[Image-backed grounding data]
- - - - - - -
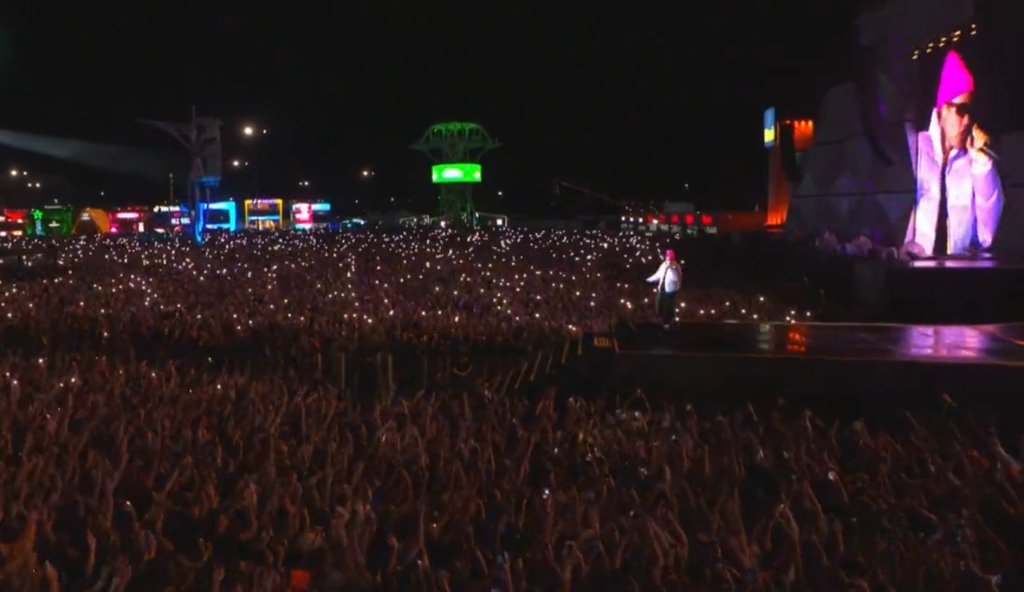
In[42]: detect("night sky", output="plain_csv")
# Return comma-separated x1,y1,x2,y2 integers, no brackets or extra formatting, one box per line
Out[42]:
0,2,870,214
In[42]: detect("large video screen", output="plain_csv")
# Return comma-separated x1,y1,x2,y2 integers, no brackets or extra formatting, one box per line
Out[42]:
788,10,1024,258
431,163,482,184
902,35,1005,257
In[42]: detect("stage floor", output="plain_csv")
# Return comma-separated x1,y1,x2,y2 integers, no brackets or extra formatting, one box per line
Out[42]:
577,321,1024,399
612,321,1024,366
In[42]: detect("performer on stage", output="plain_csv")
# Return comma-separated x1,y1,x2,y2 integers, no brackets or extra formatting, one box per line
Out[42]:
647,249,682,325
904,50,1004,257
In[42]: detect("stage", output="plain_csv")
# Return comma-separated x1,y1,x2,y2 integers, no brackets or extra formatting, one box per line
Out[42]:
577,321,1024,401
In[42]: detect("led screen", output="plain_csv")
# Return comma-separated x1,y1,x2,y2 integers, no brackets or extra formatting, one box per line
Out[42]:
431,163,482,184
201,201,238,231
763,107,776,147
787,20,1021,257
293,203,313,225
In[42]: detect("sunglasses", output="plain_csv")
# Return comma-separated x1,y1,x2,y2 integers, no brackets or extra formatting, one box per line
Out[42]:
947,101,972,117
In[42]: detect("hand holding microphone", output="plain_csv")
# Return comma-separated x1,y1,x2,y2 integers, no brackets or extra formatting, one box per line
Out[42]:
968,124,998,161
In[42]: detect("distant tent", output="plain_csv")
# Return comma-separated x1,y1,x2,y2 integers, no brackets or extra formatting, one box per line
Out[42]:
72,208,110,235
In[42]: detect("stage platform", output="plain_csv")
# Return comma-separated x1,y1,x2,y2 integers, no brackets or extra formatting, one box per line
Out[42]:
577,321,1024,401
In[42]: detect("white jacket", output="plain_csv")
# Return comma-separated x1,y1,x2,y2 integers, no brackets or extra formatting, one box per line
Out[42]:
904,110,1004,255
647,261,681,293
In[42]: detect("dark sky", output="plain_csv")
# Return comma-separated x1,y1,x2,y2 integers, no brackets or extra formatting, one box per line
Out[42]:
0,1,870,213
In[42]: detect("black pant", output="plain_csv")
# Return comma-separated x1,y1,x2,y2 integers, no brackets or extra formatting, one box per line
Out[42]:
656,290,677,323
- - - - - - -
### WHAT IS BEING ASKED:
Gather each line in these records that contains the string "screen".

### TASK SOLUTION:
In[42]: detect("large video screen", output="plain_csv")
In[42]: detect("led screen", output="plain_csv")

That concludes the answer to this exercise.